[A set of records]
## Start

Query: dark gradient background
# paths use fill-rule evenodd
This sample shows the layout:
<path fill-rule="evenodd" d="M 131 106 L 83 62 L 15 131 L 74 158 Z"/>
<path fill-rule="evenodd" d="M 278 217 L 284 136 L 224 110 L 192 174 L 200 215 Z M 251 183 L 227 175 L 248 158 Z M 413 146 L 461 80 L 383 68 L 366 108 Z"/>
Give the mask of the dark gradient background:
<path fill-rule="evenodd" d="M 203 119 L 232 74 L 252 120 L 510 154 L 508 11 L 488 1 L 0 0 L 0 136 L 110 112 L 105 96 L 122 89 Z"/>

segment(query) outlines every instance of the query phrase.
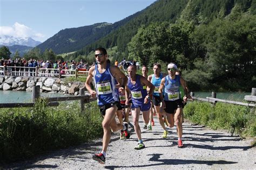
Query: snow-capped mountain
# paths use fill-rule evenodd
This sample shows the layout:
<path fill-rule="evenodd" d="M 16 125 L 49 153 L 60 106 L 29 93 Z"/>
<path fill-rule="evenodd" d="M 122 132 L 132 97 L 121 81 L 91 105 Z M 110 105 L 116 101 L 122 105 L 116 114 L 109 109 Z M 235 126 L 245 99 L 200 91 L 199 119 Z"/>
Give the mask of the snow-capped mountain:
<path fill-rule="evenodd" d="M 0 37 L 0 45 L 11 46 L 14 45 L 19 45 L 33 47 L 40 44 L 41 42 L 36 41 L 30 37 L 20 38 L 8 36 Z"/>

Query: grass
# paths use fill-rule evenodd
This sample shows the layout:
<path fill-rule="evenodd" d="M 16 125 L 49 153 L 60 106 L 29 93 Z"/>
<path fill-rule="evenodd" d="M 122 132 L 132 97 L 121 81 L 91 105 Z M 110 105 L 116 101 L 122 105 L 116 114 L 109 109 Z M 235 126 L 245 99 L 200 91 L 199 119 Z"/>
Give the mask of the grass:
<path fill-rule="evenodd" d="M 228 130 L 241 137 L 255 137 L 256 115 L 254 108 L 217 103 L 194 101 L 184 108 L 185 118 L 214 130 Z M 255 145 L 255 144 L 254 144 Z"/>
<path fill-rule="evenodd" d="M 78 102 L 0 110 L 0 163 L 26 159 L 73 146 L 102 134 L 102 116 L 95 102 L 81 113 Z"/>

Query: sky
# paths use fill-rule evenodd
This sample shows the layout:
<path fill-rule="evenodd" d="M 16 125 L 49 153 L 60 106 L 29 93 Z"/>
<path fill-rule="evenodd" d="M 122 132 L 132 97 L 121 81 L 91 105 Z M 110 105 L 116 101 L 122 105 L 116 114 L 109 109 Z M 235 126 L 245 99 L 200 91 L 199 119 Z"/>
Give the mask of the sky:
<path fill-rule="evenodd" d="M 43 42 L 68 28 L 114 23 L 156 0 L 0 0 L 0 37 Z"/>

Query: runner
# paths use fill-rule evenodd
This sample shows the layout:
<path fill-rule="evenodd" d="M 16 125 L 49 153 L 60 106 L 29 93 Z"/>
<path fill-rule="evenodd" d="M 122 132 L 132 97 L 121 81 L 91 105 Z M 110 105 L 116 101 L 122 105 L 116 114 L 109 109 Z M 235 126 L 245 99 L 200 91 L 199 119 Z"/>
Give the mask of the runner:
<path fill-rule="evenodd" d="M 183 144 L 181 138 L 183 132 L 181 117 L 183 103 L 179 93 L 180 86 L 181 86 L 184 89 L 185 101 L 187 100 L 187 91 L 185 88 L 185 81 L 179 75 L 176 75 L 176 71 L 178 69 L 177 66 L 171 63 L 168 65 L 167 69 L 169 75 L 162 79 L 158 90 L 161 101 L 160 112 L 166 116 L 168 126 L 170 128 L 173 127 L 175 122 L 178 138 L 178 147 L 182 147 Z"/>
<path fill-rule="evenodd" d="M 149 73 L 149 69 L 147 67 L 145 66 L 143 66 L 142 68 L 142 76 L 146 79 L 147 79 L 147 73 Z M 146 88 L 146 86 L 144 86 L 145 88 Z M 147 88 L 147 92 L 149 93 L 149 89 Z M 150 96 L 151 98 L 152 98 L 152 96 Z M 154 119 L 153 118 L 153 115 L 154 114 L 154 112 L 156 112 L 154 110 L 154 108 L 153 108 L 153 105 L 152 100 L 150 100 L 150 103 L 151 104 L 151 106 L 150 107 L 150 121 L 149 121 L 149 123 L 148 124 L 146 124 L 145 121 L 144 121 L 144 118 L 143 118 L 143 121 L 144 121 L 144 127 L 143 128 L 144 129 L 147 129 L 147 130 L 152 130 L 152 126 L 154 125 Z M 154 109 L 153 109 L 154 108 Z"/>
<path fill-rule="evenodd" d="M 110 66 L 107 63 L 107 54 L 105 48 L 100 47 L 96 49 L 95 58 L 98 64 L 90 68 L 85 86 L 91 97 L 97 96 L 98 105 L 104 116 L 102 122 L 104 130 L 102 151 L 99 154 L 95 154 L 92 156 L 94 160 L 104 164 L 110 141 L 111 129 L 113 131 L 126 130 L 130 135 L 127 123 L 124 123 L 124 125 L 122 125 L 120 123 L 117 123 L 115 119 L 116 112 L 120 107 L 118 88 L 127 83 L 127 79 L 117 67 Z M 120 77 L 123 82 L 118 82 L 118 84 L 115 85 L 115 77 Z M 96 91 L 93 90 L 91 87 L 92 78 L 94 79 Z M 117 81 L 119 80 L 120 79 L 117 79 Z"/>
<path fill-rule="evenodd" d="M 145 145 L 142 139 L 140 128 L 139 125 L 139 117 L 140 111 L 142 111 L 146 123 L 149 122 L 149 110 L 151 104 L 150 102 L 150 95 L 152 95 L 154 87 L 144 77 L 137 74 L 136 67 L 133 65 L 130 66 L 127 68 L 128 78 L 127 87 L 132 94 L 132 115 L 134 124 L 134 130 L 136 133 L 139 144 L 138 146 L 134 148 L 140 150 L 145 148 Z M 150 88 L 149 94 L 146 89 L 143 88 L 143 86 L 146 86 Z M 128 101 L 126 102 L 127 104 Z"/>
<path fill-rule="evenodd" d="M 154 63 L 153 65 L 153 70 L 154 71 L 154 74 L 150 75 L 147 77 L 147 80 L 156 87 L 154 93 L 153 93 L 153 103 L 157 112 L 160 125 L 164 129 L 164 133 L 162 137 L 165 138 L 167 138 L 168 131 L 166 130 L 164 121 L 162 118 L 163 115 L 160 113 L 160 103 L 161 103 L 161 99 L 160 98 L 158 89 L 161 83 L 161 80 L 167 75 L 165 73 L 161 73 L 161 65 L 159 63 Z"/>

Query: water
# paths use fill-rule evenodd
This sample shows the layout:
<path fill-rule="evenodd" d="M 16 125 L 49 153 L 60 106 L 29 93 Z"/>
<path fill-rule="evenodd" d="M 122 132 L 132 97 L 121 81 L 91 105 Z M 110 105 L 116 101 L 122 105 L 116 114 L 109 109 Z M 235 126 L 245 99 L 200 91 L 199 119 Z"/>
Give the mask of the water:
<path fill-rule="evenodd" d="M 204 98 L 212 97 L 211 92 L 195 91 L 194 97 Z M 216 98 L 234 101 L 241 101 L 245 95 L 251 95 L 251 92 L 216 92 Z"/>
<path fill-rule="evenodd" d="M 66 96 L 64 94 L 52 93 L 41 93 L 40 95 L 44 97 Z M 4 91 L 0 90 L 0 103 L 31 103 L 32 93 L 26 91 Z"/>

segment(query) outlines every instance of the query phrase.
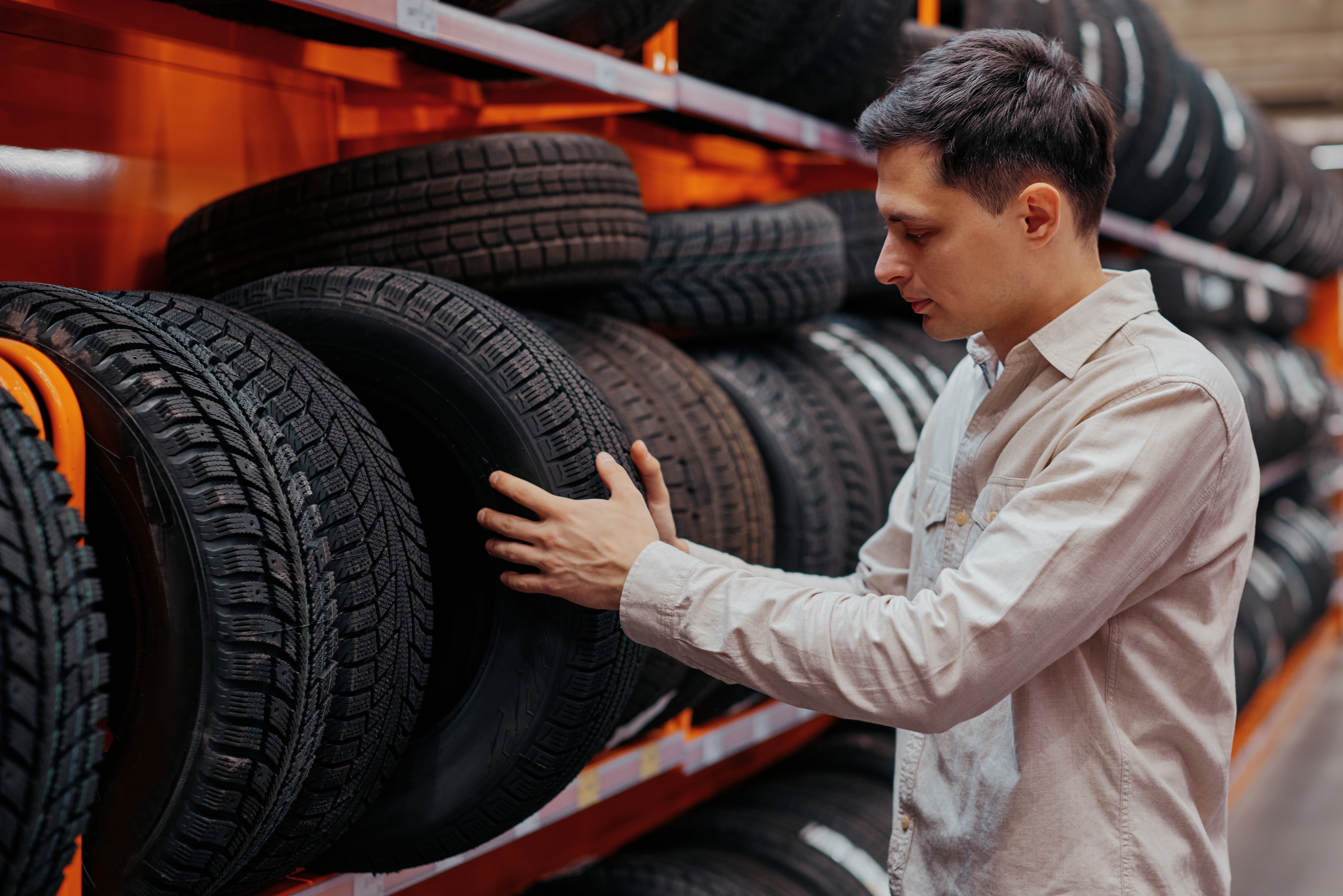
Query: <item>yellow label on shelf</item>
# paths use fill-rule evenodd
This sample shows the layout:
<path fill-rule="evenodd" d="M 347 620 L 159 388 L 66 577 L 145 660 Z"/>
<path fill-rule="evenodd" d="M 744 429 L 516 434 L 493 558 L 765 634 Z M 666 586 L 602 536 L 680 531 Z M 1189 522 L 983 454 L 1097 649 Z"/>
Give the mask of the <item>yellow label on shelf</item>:
<path fill-rule="evenodd" d="M 587 809 L 602 799 L 602 778 L 596 768 L 579 772 L 579 809 Z"/>
<path fill-rule="evenodd" d="M 647 780 L 658 774 L 662 766 L 661 752 L 655 740 L 639 751 L 639 780 Z"/>

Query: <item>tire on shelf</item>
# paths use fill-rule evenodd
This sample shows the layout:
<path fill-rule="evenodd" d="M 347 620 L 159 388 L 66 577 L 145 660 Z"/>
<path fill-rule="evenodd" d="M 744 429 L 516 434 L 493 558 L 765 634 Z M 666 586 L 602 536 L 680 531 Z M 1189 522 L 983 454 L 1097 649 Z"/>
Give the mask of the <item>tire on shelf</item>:
<path fill-rule="evenodd" d="M 497 469 L 604 497 L 595 455 L 629 455 L 615 414 L 525 317 L 473 289 L 379 267 L 293 271 L 219 301 L 289 333 L 341 377 L 406 472 L 435 588 L 419 724 L 359 821 L 310 869 L 395 870 L 470 849 L 564 789 L 610 737 L 642 660 L 618 614 L 509 591 L 482 505 Z M 439 579 L 442 580 L 442 572 Z"/>
<path fill-rule="evenodd" d="M 834 771 L 757 782 L 682 815 L 647 841 L 728 849 L 813 893 L 865 896 L 888 881 L 893 778 L 892 768 L 885 782 Z"/>
<path fill-rule="evenodd" d="M 517 0 L 498 17 L 588 47 L 634 52 L 693 0 Z"/>
<path fill-rule="evenodd" d="M 821 203 L 663 212 L 649 223 L 638 277 L 582 309 L 684 337 L 779 329 L 843 302 L 843 231 Z"/>
<path fill-rule="evenodd" d="M 298 172 L 192 212 L 168 238 L 175 290 L 214 296 L 320 265 L 383 265 L 549 301 L 639 271 L 630 160 L 586 134 L 505 133 Z"/>
<path fill-rule="evenodd" d="M 817 896 L 778 869 L 721 849 L 622 853 L 528 896 Z"/>
<path fill-rule="evenodd" d="M 0 390 L 0 893 L 51 896 L 98 793 L 107 637 L 93 548 L 32 420 Z"/>
<path fill-rule="evenodd" d="M 302 345 L 232 308 L 172 293 L 109 293 L 192 349 L 254 419 L 273 423 L 310 485 L 295 525 L 325 539 L 309 587 L 336 596 L 330 709 L 317 760 L 257 856 L 226 892 L 250 893 L 305 865 L 359 817 L 406 748 L 432 629 L 428 557 L 400 463 L 368 410 Z M 283 451 L 285 449 L 281 449 Z M 321 579 L 332 576 L 330 583 Z"/>
<path fill-rule="evenodd" d="M 109 728 L 83 838 L 99 892 L 207 893 L 275 830 L 329 700 L 334 600 L 309 590 L 281 451 L 157 322 L 110 298 L 0 286 L 0 336 L 44 351 L 87 433 Z M 293 512 L 291 512 L 293 510 Z"/>
<path fill-rule="evenodd" d="M 694 359 L 614 317 L 530 317 L 602 391 L 630 439 L 643 439 L 662 463 L 677 533 L 747 563 L 772 566 L 774 502 L 764 461 L 732 399 Z M 607 746 L 693 709 L 717 684 L 650 650 Z"/>
<path fill-rule="evenodd" d="M 838 396 L 771 343 L 705 348 L 694 359 L 736 403 L 764 458 L 775 557 L 795 572 L 853 572 L 881 519 L 872 454 Z"/>
<path fill-rule="evenodd" d="M 889 306 L 886 313 L 898 314 L 908 309 L 900 297 L 900 287 L 877 281 L 877 259 L 886 242 L 886 222 L 877 210 L 870 189 L 842 189 L 813 196 L 839 218 L 843 231 L 845 304 Z M 912 313 L 912 312 L 911 312 Z"/>
<path fill-rule="evenodd" d="M 790 330 L 782 345 L 826 382 L 857 422 L 876 465 L 880 527 L 937 392 L 920 376 L 904 345 L 886 343 L 857 316 L 803 324 Z"/>
<path fill-rule="evenodd" d="M 896 774 L 896 731 L 877 725 L 835 727 L 771 768 L 775 770 L 780 774 L 838 771 L 890 785 Z"/>
<path fill-rule="evenodd" d="M 901 31 L 913 13 L 915 0 L 849 0 L 807 64 L 770 98 L 851 128 L 913 62 Z"/>
<path fill-rule="evenodd" d="M 766 95 L 807 64 L 850 1 L 697 0 L 678 21 L 681 71 Z"/>

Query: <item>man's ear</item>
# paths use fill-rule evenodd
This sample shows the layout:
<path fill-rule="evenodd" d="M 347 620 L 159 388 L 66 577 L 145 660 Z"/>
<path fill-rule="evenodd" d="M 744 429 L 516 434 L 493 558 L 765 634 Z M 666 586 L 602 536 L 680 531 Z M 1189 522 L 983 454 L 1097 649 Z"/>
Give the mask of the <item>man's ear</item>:
<path fill-rule="evenodd" d="M 1035 183 L 1017 195 L 1017 210 L 1023 235 L 1035 249 L 1042 249 L 1058 234 L 1064 216 L 1064 196 L 1053 184 Z"/>

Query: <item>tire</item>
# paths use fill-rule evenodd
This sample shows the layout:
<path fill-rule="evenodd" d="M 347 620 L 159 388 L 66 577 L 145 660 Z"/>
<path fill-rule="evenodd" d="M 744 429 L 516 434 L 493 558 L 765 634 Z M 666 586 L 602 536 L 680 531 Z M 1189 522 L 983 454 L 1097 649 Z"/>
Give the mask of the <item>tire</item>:
<path fill-rule="evenodd" d="M 0 895 L 54 896 L 98 793 L 102 592 L 51 447 L 0 391 Z"/>
<path fill-rule="evenodd" d="M 815 896 L 761 862 L 721 849 L 626 853 L 528 896 Z"/>
<path fill-rule="evenodd" d="M 677 533 L 747 563 L 774 564 L 764 461 L 732 399 L 657 333 L 602 314 L 579 322 L 533 314 L 661 461 Z"/>
<path fill-rule="evenodd" d="M 806 66 L 853 0 L 697 0 L 678 23 L 681 71 L 766 95 Z"/>
<path fill-rule="evenodd" d="M 778 774 L 835 771 L 890 785 L 896 776 L 896 732 L 893 728 L 831 728 L 788 759 L 774 766 Z"/>
<path fill-rule="evenodd" d="M 849 0 L 826 42 L 770 97 L 851 128 L 913 62 L 901 31 L 913 12 L 915 0 Z"/>
<path fill-rule="evenodd" d="M 642 661 L 618 614 L 498 582 L 475 512 L 517 508 L 486 477 L 504 469 L 565 497 L 604 497 L 594 457 L 627 457 L 620 423 L 553 340 L 459 283 L 328 267 L 219 301 L 294 337 L 373 411 L 416 505 L 435 508 L 427 552 L 457 584 L 436 590 L 424 704 L 402 763 L 309 868 L 395 870 L 485 842 L 606 743 Z"/>
<path fill-rule="evenodd" d="M 893 774 L 885 783 L 804 772 L 748 786 L 649 840 L 728 849 L 767 864 L 815 896 L 868 896 L 886 881 Z"/>
<path fill-rule="evenodd" d="M 489 134 L 392 149 L 250 187 L 168 238 L 193 296 L 317 265 L 387 265 L 500 297 L 615 286 L 647 220 L 619 148 L 586 134 Z"/>
<path fill-rule="evenodd" d="M 643 439 L 661 461 L 677 533 L 747 563 L 774 566 L 770 478 L 723 388 L 689 355 L 642 326 L 600 314 L 577 324 L 545 314 L 532 320 L 577 361 L 629 438 Z M 717 685 L 650 650 L 607 747 L 694 709 Z"/>
<path fill-rule="evenodd" d="M 851 572 L 876 532 L 872 455 L 838 398 L 795 357 L 763 344 L 702 349 L 696 360 L 751 427 L 774 496 L 776 557 L 819 575 Z"/>
<path fill-rule="evenodd" d="M 192 349 L 250 414 L 275 424 L 312 485 L 304 517 L 326 539 L 336 668 L 321 746 L 285 821 L 227 887 L 247 893 L 340 837 L 391 775 L 415 727 L 432 629 L 428 557 L 400 463 L 372 415 L 312 353 L 240 312 L 171 293 L 114 293 Z M 312 509 L 309 509 L 312 508 Z M 305 519 L 295 520 L 304 527 Z M 321 587 L 310 575 L 310 587 Z M 329 586 L 328 586 L 329 587 Z"/>
<path fill-rule="evenodd" d="M 83 841 L 101 892 L 208 893 L 275 830 L 329 700 L 333 595 L 309 590 L 282 451 L 157 322 L 110 298 L 0 286 L 0 334 L 66 373 L 89 435 L 109 727 Z M 282 467 L 283 469 L 283 467 Z"/>
<path fill-rule="evenodd" d="M 615 47 L 634 52 L 690 3 L 692 0 L 518 0 L 498 17 L 588 47 Z"/>
<path fill-rule="evenodd" d="M 888 343 L 861 317 L 831 316 L 804 324 L 782 344 L 826 382 L 857 422 L 876 463 L 880 525 L 909 469 L 937 392 L 920 376 L 902 344 Z"/>
<path fill-rule="evenodd" d="M 900 287 L 877 281 L 877 259 L 886 242 L 886 222 L 870 189 L 845 189 L 814 196 L 839 218 L 843 231 L 845 304 L 880 304 L 886 313 L 908 313 Z"/>
<path fill-rule="evenodd" d="M 580 308 L 684 337 L 774 330 L 843 302 L 843 231 L 821 203 L 649 220 L 649 257 L 638 277 Z"/>

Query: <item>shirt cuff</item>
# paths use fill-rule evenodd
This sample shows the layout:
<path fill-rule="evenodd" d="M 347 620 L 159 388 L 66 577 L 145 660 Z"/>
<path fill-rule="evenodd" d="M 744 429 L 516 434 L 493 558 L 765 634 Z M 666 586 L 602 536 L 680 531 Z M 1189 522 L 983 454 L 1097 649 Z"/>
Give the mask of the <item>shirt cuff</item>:
<path fill-rule="evenodd" d="M 667 652 L 677 639 L 686 582 L 701 563 L 665 541 L 639 552 L 620 591 L 620 627 L 631 641 Z"/>

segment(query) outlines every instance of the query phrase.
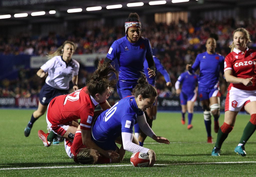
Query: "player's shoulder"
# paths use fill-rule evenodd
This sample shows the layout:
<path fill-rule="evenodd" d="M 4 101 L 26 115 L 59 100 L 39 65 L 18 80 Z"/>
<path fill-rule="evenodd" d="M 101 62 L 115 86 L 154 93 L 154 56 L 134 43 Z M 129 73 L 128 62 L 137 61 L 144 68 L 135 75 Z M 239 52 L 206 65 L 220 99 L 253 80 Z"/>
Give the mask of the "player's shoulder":
<path fill-rule="evenodd" d="M 72 63 L 74 63 L 74 64 L 78 66 L 80 66 L 79 63 L 75 60 L 74 60 L 72 58 Z"/>
<path fill-rule="evenodd" d="M 55 56 L 51 58 L 49 60 L 48 60 L 48 61 L 51 61 L 52 62 L 54 62 L 55 61 L 60 61 L 61 60 L 61 56 L 59 55 L 57 55 L 57 56 Z"/>
<path fill-rule="evenodd" d="M 226 59 L 227 58 L 229 58 L 232 57 L 234 54 L 236 54 L 236 53 L 234 52 L 231 52 L 229 53 L 228 55 L 227 55 L 227 56 L 226 56 L 225 57 Z M 238 55 L 237 54 L 236 54 Z"/>
<path fill-rule="evenodd" d="M 256 52 L 256 50 L 252 49 L 249 49 L 248 50 L 248 52 Z"/>
<path fill-rule="evenodd" d="M 206 54 L 205 53 L 205 52 L 199 53 L 197 54 L 197 58 L 203 58 L 204 56 L 205 56 Z"/>
<path fill-rule="evenodd" d="M 117 44 L 120 44 L 122 43 L 125 42 L 126 41 L 128 40 L 126 37 L 126 36 L 124 36 L 122 38 L 118 39 L 115 41 L 113 43 L 113 44 L 116 43 Z"/>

## End

→ Stated goal
Copy out verbatim the stretch of lines from the one containing "Query: <item>man's ear</item>" through the one containing "1035 183 L 1017", both included.

→ Written response
Query: <item>man's ear</item>
# paths use fill-rule evenodd
This sample shows the layout:
<path fill-rule="evenodd" d="M 347 620 L 159 388 L 66 577 L 145 660 Z"/>
<path fill-rule="evenodd" d="M 744 429 L 516 434 L 493 558 L 765 634 Z M 666 586 L 602 536 L 680 531 Z M 1189 522 L 983 454 L 1097 649 Z"/>
Give the mask of the <item>man's ear</item>:
<path fill-rule="evenodd" d="M 1035 183 L 1017 195 L 1017 210 L 1023 235 L 1035 249 L 1042 249 L 1058 234 L 1064 216 L 1064 196 L 1053 184 Z"/>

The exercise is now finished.